------ Listing ------
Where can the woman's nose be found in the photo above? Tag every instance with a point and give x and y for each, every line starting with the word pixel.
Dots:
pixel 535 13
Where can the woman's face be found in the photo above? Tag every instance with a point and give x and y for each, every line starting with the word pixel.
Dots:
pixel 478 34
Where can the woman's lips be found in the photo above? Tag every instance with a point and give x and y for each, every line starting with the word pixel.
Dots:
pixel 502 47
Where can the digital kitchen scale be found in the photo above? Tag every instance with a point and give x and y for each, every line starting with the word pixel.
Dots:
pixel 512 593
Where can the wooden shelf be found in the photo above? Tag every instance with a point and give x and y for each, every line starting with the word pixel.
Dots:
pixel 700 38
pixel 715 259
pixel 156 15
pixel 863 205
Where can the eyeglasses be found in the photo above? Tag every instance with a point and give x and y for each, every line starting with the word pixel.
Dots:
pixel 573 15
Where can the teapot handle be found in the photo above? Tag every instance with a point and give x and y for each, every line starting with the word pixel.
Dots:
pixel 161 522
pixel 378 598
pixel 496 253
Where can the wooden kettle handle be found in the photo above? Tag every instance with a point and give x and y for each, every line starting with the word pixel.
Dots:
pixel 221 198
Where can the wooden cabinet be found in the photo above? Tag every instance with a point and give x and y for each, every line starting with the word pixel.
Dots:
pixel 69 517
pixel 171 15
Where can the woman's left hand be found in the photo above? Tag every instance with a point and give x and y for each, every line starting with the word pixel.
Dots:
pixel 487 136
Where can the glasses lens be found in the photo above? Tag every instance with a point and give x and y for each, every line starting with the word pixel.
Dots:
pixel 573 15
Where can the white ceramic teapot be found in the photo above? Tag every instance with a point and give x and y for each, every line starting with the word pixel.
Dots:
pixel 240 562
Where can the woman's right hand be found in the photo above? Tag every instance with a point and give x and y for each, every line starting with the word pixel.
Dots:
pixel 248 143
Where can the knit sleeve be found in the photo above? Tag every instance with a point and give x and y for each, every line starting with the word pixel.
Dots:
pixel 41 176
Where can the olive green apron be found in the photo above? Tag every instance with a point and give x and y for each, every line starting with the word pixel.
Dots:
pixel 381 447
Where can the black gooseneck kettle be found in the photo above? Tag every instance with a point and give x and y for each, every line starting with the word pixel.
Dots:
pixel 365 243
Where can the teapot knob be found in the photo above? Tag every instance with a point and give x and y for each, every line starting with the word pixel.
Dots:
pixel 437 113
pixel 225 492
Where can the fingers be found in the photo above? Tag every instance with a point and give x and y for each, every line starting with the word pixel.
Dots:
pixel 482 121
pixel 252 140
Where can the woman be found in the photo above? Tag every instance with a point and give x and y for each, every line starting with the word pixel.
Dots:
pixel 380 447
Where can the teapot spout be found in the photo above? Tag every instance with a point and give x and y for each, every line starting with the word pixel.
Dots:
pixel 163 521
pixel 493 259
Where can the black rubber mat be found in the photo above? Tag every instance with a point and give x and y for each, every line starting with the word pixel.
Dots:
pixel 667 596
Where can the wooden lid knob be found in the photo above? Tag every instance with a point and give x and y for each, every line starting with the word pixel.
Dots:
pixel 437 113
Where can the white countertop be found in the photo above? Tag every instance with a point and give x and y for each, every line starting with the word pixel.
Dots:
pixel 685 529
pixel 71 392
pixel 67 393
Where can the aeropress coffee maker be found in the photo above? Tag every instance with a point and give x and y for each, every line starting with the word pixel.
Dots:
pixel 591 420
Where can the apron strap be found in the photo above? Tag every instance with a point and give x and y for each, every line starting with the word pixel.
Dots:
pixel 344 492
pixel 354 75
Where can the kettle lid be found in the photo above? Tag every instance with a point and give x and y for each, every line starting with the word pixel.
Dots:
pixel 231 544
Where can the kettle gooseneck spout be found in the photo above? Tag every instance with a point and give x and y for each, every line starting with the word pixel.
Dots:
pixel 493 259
------
------ Listing ------
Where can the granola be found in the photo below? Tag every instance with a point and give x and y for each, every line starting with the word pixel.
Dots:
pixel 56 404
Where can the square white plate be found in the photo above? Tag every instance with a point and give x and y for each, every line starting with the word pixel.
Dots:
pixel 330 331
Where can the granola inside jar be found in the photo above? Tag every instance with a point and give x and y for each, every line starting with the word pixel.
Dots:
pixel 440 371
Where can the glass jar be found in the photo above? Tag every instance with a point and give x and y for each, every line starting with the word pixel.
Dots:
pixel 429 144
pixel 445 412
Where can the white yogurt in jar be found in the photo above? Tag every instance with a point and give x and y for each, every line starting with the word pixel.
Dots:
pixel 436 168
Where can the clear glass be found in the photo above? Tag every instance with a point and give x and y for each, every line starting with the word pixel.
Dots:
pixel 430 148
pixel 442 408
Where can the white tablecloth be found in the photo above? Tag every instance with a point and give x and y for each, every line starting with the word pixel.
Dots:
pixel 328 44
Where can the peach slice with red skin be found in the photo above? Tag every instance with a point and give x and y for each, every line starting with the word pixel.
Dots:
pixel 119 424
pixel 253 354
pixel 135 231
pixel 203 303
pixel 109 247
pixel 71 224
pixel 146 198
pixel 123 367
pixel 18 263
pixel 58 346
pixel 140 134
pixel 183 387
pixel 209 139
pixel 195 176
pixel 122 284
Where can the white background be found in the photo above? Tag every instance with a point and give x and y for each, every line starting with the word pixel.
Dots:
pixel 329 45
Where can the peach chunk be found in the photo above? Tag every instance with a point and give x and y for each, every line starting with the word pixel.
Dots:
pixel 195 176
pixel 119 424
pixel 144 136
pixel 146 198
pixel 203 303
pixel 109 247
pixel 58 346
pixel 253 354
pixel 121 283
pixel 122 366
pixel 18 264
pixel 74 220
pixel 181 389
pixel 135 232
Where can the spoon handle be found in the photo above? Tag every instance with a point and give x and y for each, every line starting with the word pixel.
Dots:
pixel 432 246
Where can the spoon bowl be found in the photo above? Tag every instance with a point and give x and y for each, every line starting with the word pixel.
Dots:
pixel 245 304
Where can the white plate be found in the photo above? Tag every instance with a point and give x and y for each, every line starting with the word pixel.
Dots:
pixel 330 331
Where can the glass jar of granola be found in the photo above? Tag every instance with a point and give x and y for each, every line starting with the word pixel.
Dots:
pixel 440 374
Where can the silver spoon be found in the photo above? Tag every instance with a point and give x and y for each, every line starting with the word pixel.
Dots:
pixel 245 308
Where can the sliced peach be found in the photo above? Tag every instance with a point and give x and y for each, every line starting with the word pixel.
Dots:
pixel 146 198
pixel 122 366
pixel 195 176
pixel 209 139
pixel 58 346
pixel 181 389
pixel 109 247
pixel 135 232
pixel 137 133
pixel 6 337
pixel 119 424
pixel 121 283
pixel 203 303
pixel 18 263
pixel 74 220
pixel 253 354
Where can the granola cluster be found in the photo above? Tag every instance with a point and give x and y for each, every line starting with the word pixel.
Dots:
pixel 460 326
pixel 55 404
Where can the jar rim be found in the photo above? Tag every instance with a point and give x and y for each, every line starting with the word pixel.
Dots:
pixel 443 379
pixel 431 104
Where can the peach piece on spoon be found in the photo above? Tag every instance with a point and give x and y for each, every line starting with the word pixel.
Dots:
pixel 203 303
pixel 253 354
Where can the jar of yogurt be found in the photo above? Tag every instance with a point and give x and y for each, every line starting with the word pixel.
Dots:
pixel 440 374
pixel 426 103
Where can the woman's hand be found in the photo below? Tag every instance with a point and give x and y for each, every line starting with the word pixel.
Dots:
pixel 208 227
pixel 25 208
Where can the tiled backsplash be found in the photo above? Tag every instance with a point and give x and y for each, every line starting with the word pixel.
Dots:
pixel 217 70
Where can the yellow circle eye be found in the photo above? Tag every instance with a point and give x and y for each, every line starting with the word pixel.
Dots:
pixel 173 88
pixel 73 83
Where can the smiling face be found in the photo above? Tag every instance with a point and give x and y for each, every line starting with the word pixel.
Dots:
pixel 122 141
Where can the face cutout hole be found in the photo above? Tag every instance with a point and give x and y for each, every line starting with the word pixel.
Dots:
------
Your objective:
Extract each line of the entries above that contains the word "black". Letter case counts.

Result of this exercise:
Where can the black gooseneck kettle be found in the photo above? Tag every instance with a point and give x and y for each, every line starting with the word pixel.
Where can the black rubber mat be found in the photo above? Tag every instance with a point and give x and y for each, every line starting with the word pixel.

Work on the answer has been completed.